- [YOUR OBJECTIVE] Lay out every line of the entries below as a numbered list, omitting any blank lines.

--- Start of DATA PROVIDED ---

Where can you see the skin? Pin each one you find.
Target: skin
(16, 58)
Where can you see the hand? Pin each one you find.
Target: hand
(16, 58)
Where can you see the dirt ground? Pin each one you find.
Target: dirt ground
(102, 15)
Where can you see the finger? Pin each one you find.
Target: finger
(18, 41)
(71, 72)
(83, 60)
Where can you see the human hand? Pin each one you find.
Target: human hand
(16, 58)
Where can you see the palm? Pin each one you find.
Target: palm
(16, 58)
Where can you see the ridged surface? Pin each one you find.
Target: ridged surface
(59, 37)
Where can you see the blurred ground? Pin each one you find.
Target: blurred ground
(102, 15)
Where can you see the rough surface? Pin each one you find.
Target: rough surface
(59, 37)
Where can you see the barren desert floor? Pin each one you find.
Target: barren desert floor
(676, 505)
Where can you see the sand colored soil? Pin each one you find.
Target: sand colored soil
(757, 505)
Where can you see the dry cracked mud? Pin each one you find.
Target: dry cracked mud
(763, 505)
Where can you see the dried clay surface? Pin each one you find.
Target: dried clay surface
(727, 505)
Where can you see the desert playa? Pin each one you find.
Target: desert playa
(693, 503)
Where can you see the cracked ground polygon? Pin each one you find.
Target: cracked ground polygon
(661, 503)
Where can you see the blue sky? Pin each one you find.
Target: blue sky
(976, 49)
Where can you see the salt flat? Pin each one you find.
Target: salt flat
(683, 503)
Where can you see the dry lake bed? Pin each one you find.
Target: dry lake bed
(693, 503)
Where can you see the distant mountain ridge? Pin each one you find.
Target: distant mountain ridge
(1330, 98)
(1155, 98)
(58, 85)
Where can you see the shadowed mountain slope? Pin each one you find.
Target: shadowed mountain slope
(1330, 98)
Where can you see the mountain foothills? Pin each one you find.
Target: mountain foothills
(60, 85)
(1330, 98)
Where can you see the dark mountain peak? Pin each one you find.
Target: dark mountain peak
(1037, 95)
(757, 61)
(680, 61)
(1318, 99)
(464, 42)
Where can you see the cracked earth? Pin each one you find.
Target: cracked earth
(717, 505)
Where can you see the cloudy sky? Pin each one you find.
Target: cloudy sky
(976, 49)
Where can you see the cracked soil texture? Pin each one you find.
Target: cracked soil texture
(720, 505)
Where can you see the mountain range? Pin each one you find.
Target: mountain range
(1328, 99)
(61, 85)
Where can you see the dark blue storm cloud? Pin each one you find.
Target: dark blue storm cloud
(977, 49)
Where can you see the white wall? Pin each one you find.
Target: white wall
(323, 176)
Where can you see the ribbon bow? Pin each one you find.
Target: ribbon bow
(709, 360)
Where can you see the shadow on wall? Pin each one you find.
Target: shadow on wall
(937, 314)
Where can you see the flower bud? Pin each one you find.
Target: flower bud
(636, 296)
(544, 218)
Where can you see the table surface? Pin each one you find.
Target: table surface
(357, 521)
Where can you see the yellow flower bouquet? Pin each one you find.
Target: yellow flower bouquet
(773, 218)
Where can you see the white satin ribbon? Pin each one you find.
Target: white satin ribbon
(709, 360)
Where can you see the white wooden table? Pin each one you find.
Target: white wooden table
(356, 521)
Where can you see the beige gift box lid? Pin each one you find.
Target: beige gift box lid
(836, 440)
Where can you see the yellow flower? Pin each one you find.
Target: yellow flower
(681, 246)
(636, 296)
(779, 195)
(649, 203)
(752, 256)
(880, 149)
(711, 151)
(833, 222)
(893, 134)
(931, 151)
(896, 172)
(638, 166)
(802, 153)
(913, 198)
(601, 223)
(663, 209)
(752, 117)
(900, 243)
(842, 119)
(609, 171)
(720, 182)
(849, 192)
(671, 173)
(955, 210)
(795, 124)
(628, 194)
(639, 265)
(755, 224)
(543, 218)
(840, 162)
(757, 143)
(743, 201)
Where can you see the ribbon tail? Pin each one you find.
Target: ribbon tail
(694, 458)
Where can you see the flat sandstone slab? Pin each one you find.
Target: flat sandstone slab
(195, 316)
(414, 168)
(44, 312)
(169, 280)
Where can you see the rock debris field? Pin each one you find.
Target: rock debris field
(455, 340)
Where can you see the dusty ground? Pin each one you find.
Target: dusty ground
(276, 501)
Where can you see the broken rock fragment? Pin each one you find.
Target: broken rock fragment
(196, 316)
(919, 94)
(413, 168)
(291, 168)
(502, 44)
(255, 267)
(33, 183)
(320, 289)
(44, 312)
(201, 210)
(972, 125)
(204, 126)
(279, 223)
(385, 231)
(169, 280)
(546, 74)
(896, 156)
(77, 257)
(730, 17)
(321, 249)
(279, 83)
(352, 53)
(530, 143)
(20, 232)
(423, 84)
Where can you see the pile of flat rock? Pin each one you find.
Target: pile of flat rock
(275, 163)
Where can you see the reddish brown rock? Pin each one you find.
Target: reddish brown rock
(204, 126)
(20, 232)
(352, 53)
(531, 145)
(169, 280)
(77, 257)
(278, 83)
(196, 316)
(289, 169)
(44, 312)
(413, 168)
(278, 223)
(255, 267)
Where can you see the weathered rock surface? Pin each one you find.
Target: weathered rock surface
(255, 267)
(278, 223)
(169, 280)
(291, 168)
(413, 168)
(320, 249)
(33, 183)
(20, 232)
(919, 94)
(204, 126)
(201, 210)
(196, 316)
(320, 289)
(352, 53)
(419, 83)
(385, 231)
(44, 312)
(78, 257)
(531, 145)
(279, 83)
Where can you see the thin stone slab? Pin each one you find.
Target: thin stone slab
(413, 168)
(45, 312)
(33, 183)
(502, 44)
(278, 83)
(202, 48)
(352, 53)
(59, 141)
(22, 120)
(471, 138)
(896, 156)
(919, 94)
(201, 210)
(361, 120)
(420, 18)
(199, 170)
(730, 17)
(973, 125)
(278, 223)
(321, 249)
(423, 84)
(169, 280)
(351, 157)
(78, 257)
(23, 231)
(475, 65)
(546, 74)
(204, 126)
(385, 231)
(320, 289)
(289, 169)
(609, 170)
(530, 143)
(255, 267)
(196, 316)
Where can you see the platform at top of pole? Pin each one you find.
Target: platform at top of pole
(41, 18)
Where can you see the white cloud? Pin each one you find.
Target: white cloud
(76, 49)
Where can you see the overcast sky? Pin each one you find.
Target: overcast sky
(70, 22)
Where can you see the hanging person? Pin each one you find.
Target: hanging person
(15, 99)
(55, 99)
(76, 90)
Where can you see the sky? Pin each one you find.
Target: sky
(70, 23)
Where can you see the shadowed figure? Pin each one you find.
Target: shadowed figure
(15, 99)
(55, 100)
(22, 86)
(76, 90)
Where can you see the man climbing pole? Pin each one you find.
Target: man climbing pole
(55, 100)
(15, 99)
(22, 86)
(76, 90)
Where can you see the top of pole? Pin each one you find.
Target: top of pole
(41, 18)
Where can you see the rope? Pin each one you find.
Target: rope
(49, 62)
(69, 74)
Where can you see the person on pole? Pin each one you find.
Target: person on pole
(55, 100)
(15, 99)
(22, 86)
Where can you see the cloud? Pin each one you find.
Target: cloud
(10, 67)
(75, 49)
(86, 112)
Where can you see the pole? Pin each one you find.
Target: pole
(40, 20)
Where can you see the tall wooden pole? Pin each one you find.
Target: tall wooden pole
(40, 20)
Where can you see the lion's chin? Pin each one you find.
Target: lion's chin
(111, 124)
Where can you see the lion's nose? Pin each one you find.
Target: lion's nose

--- End of DATA PROVIDED ---

- [EXERCISE RESPONSE]
1. Where can you see the skin? Pin each one you find.
2. Target: skin
3. (16, 58)
4. Where can you see the hand? Pin each one you find.
5. Target: hand
6. (16, 58)
7. Where can you see the dirt ground? Pin each one you find.
8. Target: dirt ground
9. (102, 15)
10. Where can you see the finger? Pin each one you find.
11. Target: finger
12. (18, 41)
13. (71, 72)
14. (83, 60)
15. Where can you see the human hand? Pin each one you find.
16. Target: human hand
17. (16, 58)
18. Where can you see the palm? Pin each one you find.
19. Target: palm
20. (16, 58)
21. Where can you see the ridged surface? Pin each one you find.
22. Target: ridged surface
23. (59, 37)
24. Where can you see the blurred ground? Pin each one you find.
25. Target: blurred ground
26. (102, 15)
27. Where can you see the rough surface? Pin each one you find.
28. Target: rough surface
29. (59, 37)
30. Where can you see the barren desert floor? Pin each one you find.
31. Target: barren desert floor
32. (676, 505)
33. Where can you see the sand colored soil? Pin each one you find.
34. Target: sand colored soil
35. (757, 505)
36. Where can you see the dry cracked mud? Pin each one you find.
37. Target: dry cracked mud
38. (763, 505)
39. Where can you see the dried clay surface? Pin each one you find.
40. Target: dried clay surface
41. (727, 505)
42. Where can you see the desert playa? Pin each one you find.
43. Target: desert playa
44. (693, 503)
45. Where can you see the cracked ground polygon? Pin each one you find.
46. Target: cracked ground polygon
47. (661, 503)
48. Where can you see the blue sky? Pin each one you find.
49. Target: blue sky
50. (976, 49)
51. Where can you see the salt flat? Pin each one you find.
52. Target: salt flat
53. (683, 503)
54. Where can you see the dry lake bed? Pin each one you find.
55. Target: dry lake bed
56. (693, 503)
57. Where can you see the distant mountain ridge? Pin each one you find.
58. Target: distant mountain ridge
59. (1330, 98)
60. (1155, 98)
61. (58, 85)
62. Where can you see the shadowed mountain slope? Pin each one you find.
63. Target: shadowed mountain slope
64. (1330, 98)
65. Where can you see the mountain foothills? Pin each one you find.
66. Target: mountain foothills
67. (60, 85)
68. (1330, 98)
69. Where can you see the dark mountain peak? Pin each one you find.
70. Target: dark mountain peak
71. (1037, 95)
72. (757, 61)
73. (680, 61)
74. (1318, 99)
75. (464, 42)
76. Where can you see the cracked earth? Pin each one you find.
77. Target: cracked earth
78. (717, 505)
79. Where can you see the cloudy sky? Pin each one you find.
80. Target: cloudy sky
81. (976, 49)
82. Where can you see the cracked soil texture? Pin each one you find.
83. Target: cracked soil texture
84. (720, 505)
85. Where can you see the mountain range? Pin each one you find.
86. Target: mountain range
87. (1328, 99)
88. (61, 85)
89. Where can you see the dark blue storm cloud? Pin each one you find.
90. Target: dark blue storm cloud
91. (977, 49)
92. Where can you see the white wall? Pin each one you find.
93. Target: white wall
94. (323, 176)
95. Where can you see the ribbon bow? Pin each one you find.
96. Target: ribbon bow
97. (709, 360)
98. Where can you see the shadow on wall? Pin each one you find.
99. Target: shadow on wall
100. (937, 314)
101. Where can you see the flower bud? Pin each one you find.
102. Target: flower bud
103. (636, 296)
104. (544, 218)
105. Where can you see the table surface? Pin each one you find.
106. Target: table surface
107. (357, 521)
108. Where can you see the yellow flower bouquet? Pin each one you find.
109. Target: yellow flower bouquet
110. (773, 218)
111. Where can you see the white satin ribbon? Pin each one you find.
112. Target: white satin ribbon
113. (709, 360)
114. Where can you see the white wooden table? Pin each one you find.
115. Target: white wooden table
116. (356, 521)
117. Where can you see the beige gift box lid? Pin each one you find.
118. Target: beige gift box lid
119. (836, 440)
120. Where can you see the yellow flower? Pin each one you find.
121. Target: yellow flower
122. (681, 246)
123. (636, 296)
124. (779, 195)
125. (649, 203)
126. (752, 256)
127. (880, 149)
128. (711, 151)
129. (833, 222)
130. (893, 134)
131. (931, 151)
132. (896, 172)
133. (638, 166)
134. (802, 153)
135. (913, 198)
136. (601, 223)
137. (663, 209)
138. (752, 117)
139. (900, 243)
140. (842, 119)
141. (609, 171)
142. (720, 182)
143. (849, 192)
144. (671, 173)
145. (955, 210)
146. (795, 124)
147. (628, 194)
148. (639, 265)
149. (755, 224)
150. (543, 218)
151. (840, 162)
152. (757, 143)
153. (743, 201)
154. Where can you see the ribbon tail? Pin each one you find.
155. Target: ribbon tail
156. (694, 458)
157. Where can you see the flat sandstone slab? Pin each one you find.
158. Target: flat sandstone slab
159. (195, 316)
160. (414, 168)
161. (44, 312)
162. (169, 280)
163. Where can you see the rock debris field? Pin each one you find.
164. Target: rock debris field
165. (455, 340)
166. Where can you see the dusty ground? Pin each one you find.
167. Target: dusty ground
168. (276, 501)
169. Where can you see the broken rock fragment? Pin each one you find.
170. Target: broken rock fragment
171. (196, 316)
172. (919, 94)
173. (413, 168)
174. (291, 168)
175. (502, 44)
176. (255, 267)
177. (33, 183)
178. (320, 289)
179. (44, 312)
180. (201, 210)
181. (972, 125)
182. (204, 126)
183. (279, 223)
184. (385, 231)
185. (169, 280)
186. (546, 74)
187. (896, 156)
188. (77, 257)
189. (730, 17)
190. (321, 249)
191. (279, 83)
192. (352, 53)
193. (530, 143)
194. (20, 232)
195. (423, 84)
196. Where can you see the pile of flat rock? Pin each one you find.
197. Target: pile of flat rock
198. (275, 163)
199. Where can you see the reddish brown rock? Pin each one you find.
200. Target: reddish brown rock
201. (204, 126)
202. (20, 232)
203. (352, 53)
204. (531, 145)
205. (169, 280)
206. (77, 257)
207. (278, 83)
208. (196, 316)
209. (289, 169)
210. (44, 312)
211. (413, 168)
212. (278, 223)
213. (255, 267)
214. Where can you see the weathered rock surface? Pin each one you find.
215. Target: weathered rock surface
216. (255, 267)
217. (278, 223)
218. (169, 280)
219. (291, 168)
220. (413, 168)
221. (320, 249)
222. (33, 183)
223. (20, 232)
224. (919, 94)
225. (204, 126)
226. (201, 210)
227. (196, 316)
228. (320, 289)
229. (352, 53)
230. (419, 83)
231. (385, 231)
232. (44, 312)
233. (78, 257)
234. (531, 145)
235. (279, 83)
236. Where can you see the thin stone slab? Pin each one you find.
237. Target: thin stone slab
238. (413, 168)
239. (45, 312)
240. (33, 183)
241. (502, 44)
242. (278, 83)
243. (202, 48)
244. (352, 53)
245. (59, 141)
246. (22, 120)
247. (471, 138)
248. (896, 156)
249. (919, 94)
250. (201, 210)
251. (361, 120)
252. (420, 18)
253. (199, 170)
254. (730, 17)
255. (973, 125)
256. (278, 223)
257. (321, 249)
258. (423, 84)
259. (169, 280)
260. (351, 157)
261. (78, 257)
262. (23, 231)
263. (475, 65)
264. (546, 74)
265. (204, 126)
266. (385, 231)
267. (320, 289)
268. (289, 169)
269. (609, 170)
270. (530, 143)
271. (255, 267)
272. (196, 316)
273. Where can you see the platform at top of pole? Pin each one you find.
274. Target: platform at top of pole
275. (41, 18)
276. Where can you see the white cloud? Pin each one you find.
277. Target: white cloud
278. (76, 49)
279. Where can you see the overcast sky? Pin each one you find.
280. Target: overcast sky
281. (70, 22)
282. Where can you see the hanging person? Pin each one you find.
283. Target: hanging person
284. (15, 99)
285. (55, 99)
286. (76, 90)
287. Where can you see the sky? Pin each one you find.
288. Target: sky
289. (70, 23)
290. Where can you see the shadowed figure? Pin each one you find.
291. Target: shadowed figure
292. (15, 99)
293. (55, 100)
294. (22, 86)
295. (76, 90)
296. Where can you see the man climbing pole? Pin each one you find.
297. Target: man climbing pole
298. (55, 100)
299. (15, 99)
300. (22, 86)
301. (76, 90)
302. Where can you see the top of pole? Pin each one you find.
303. Target: top of pole
304. (41, 18)
305. Where can you see the rope? Pin each one you find.
306. Target: rope
307. (49, 62)
308. (69, 74)
309. Where can you see the person on pole? Pin each one you find.
310. Target: person on pole
311. (55, 100)
312. (15, 99)
313. (22, 86)
314. Where can you see the cloud? Pin each one you find.
315. Target: cloud
316. (10, 67)
317. (75, 49)
318. (86, 112)
319. Where can you see the pole? Pin each one you find.
320. Target: pole
321. (40, 20)
322. Where can you see the tall wooden pole? Pin each one you find.
323. Target: tall wooden pole
324. (40, 20)
325. Where can you see the lion's chin? Pin each one you find.
326. Target: lion's chin
327. (111, 124)
328. Where can you see the lion's nose? Pin each one you find.
329. Target: lion's nose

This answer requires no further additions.